[PROBLEM DETAILS]
Write down each entry again, exactly as it reads.

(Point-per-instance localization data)
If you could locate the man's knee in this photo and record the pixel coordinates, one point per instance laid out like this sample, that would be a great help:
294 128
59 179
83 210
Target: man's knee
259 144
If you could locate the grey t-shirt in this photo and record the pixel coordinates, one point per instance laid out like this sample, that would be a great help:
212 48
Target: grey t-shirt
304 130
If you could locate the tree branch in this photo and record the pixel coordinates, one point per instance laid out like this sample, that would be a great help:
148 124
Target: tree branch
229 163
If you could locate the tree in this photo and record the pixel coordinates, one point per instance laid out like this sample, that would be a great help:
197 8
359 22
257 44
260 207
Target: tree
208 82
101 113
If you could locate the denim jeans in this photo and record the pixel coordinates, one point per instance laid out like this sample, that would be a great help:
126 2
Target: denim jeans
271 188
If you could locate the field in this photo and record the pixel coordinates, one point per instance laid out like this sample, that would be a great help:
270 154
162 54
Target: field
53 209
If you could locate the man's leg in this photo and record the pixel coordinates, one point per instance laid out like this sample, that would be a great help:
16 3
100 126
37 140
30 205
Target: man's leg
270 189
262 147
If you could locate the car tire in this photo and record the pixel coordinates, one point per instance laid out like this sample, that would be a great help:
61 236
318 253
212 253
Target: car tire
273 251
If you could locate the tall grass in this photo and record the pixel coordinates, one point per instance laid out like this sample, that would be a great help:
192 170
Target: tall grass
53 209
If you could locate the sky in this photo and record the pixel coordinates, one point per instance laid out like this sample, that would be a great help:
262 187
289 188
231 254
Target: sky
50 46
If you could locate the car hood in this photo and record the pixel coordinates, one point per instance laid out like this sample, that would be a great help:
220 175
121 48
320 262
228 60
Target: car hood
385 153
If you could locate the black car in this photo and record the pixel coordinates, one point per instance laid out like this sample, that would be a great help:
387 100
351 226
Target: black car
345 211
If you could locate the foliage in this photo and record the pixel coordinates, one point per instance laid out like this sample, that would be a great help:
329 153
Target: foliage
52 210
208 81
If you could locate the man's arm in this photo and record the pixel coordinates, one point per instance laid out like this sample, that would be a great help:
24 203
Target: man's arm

[EXERCISE RESPONSE]
If you could locate the man's knee in this photo and record the pixel coordinates, one point per instance laid out like this sample, that would be a great help:
294 128
59 179
83 210
Target: man's knee
259 144
If you could locate the grey t-shirt in this photo and record the pixel coordinates, one point per instance laid out like this sample, that would be a great help:
212 48
Target: grey t-shirt
304 130
If you could locate the tree branch in this photo and record the pixel coordinates, one point per instance laid out like this sample, that would be a great help:
148 124
Target: tree branch
229 163
If you could locate the tree in this photo and record the pixel coordinates, one point per instance laid out like this sample, that would be a great help:
197 8
359 22
257 44
260 207
Target: tree
208 82
101 113
If you could locate the denim jeans in this photo and record the pixel coordinates, one point per instance laid out like this sample, that would be a great help:
126 2
Target: denim jeans
271 188
If you could locate the field in this photo and record the pixel coordinates, one point per instance laid out like this sample, that would be a great help:
270 154
162 54
Target: field
53 209
If you could locate the man's leg in this photo and record the pixel coordinates, one point per instance laid out like this sample, that would be a great help:
16 3
100 126
37 140
30 205
Target: man's leg
270 189
262 147
If you could locate the car tire in this photo and record the pixel coordinates, one point per instance laid out like this sample, that would be a great help:
61 236
318 253
212 253
Target: car tire
273 251
If you could locate the tall grass in this photo and record the pixel coordinates, one point per instance laid out like this sample, that would be a great help:
192 170
Target: tall grass
53 209
If you could locate the sky in this photo and record the pixel coordinates, one point per instance laid out like this sample, that would be a great help:
262 187
289 188
231 254
Target: sky
50 46
If you could locate the car hood in this photo and record the pixel coordinates, one point per instance laid out like this sample, that would be a great help:
220 175
121 48
320 262
228 60
Target: car hood
385 153
If you could locate the black car in this photo and record the pixel coordinates, one point per instance laid out like this sample, that would be a great help:
387 100
351 226
Target: black car
345 211
If you could locate the foliage in this photo and record the pixel coordinates, one point per instance laid out like this sample, that would be a great help:
329 153
Target: foliage
52 210
208 81
If you could locate the man's arm in this photo and record the pixel coordinates, one point per instance laid out like this sample, that would be a great help:
24 203
Target: man's arm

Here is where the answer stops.